Render the data starting at the line that contains "Thank you for the photograph. Please indicate the parked" and ending at the line that contains "Target: parked car" as a Markdown table with the columns Row and Line, numbering each row and leaving out blank lines.

··· Supplied material ···

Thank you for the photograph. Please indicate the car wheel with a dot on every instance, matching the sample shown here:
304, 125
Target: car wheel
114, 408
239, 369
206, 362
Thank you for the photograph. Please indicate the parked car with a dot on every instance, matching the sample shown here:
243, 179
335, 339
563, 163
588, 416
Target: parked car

···
··· Supplied material ···

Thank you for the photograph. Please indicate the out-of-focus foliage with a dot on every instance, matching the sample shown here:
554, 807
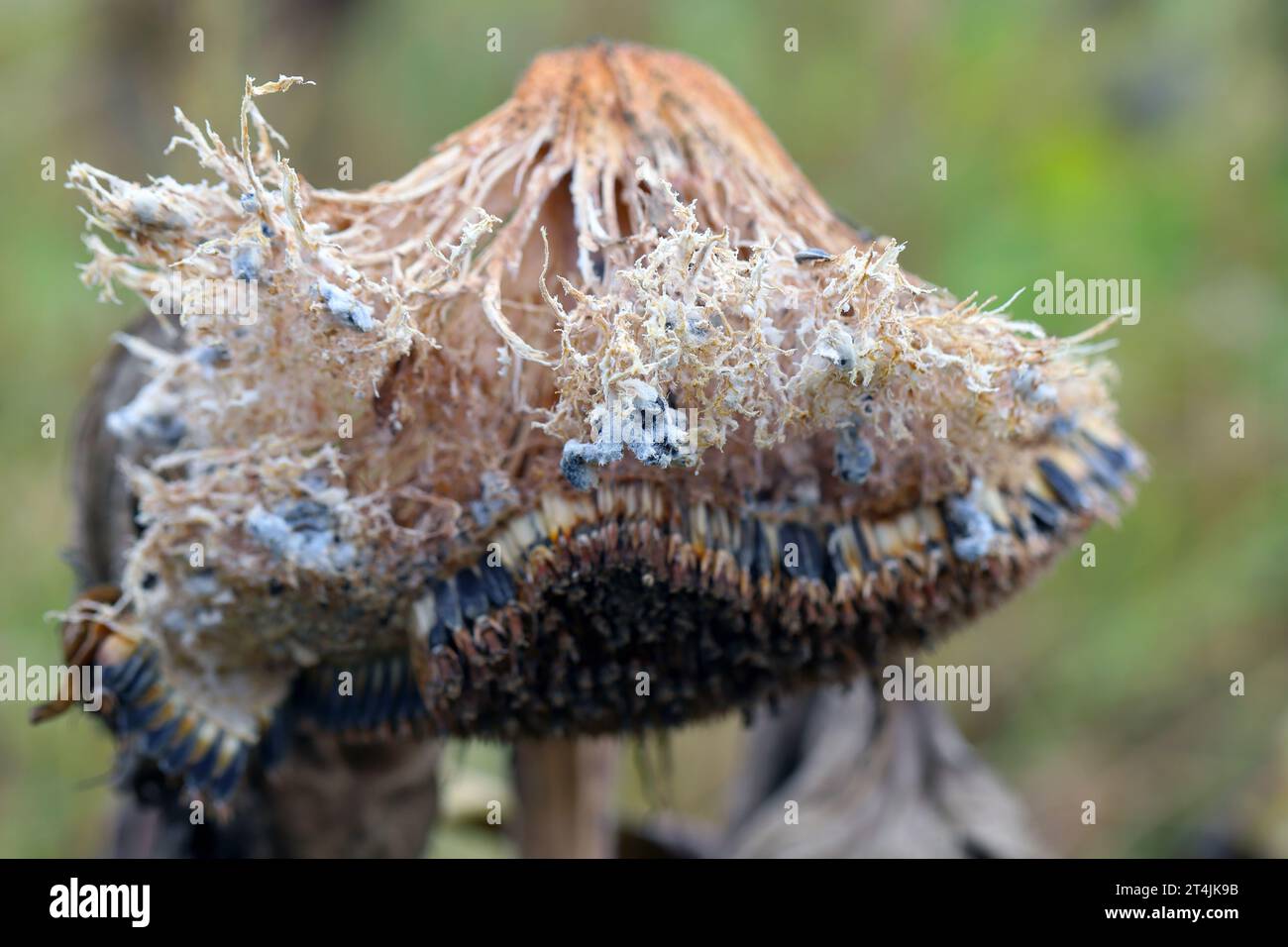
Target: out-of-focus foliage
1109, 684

···

:: Worked solution ::
| Row | Line |
|---|---|
| 1 | Thank you for the photograph. Please indicate the parked car with a dot on every instance, matching the sample shown here: |
| 2 | 243, 179 |
| 3 | 335, 339 |
| 4 | 563, 163 |
| 5 | 588, 416 |
| 6 | Target: parked car |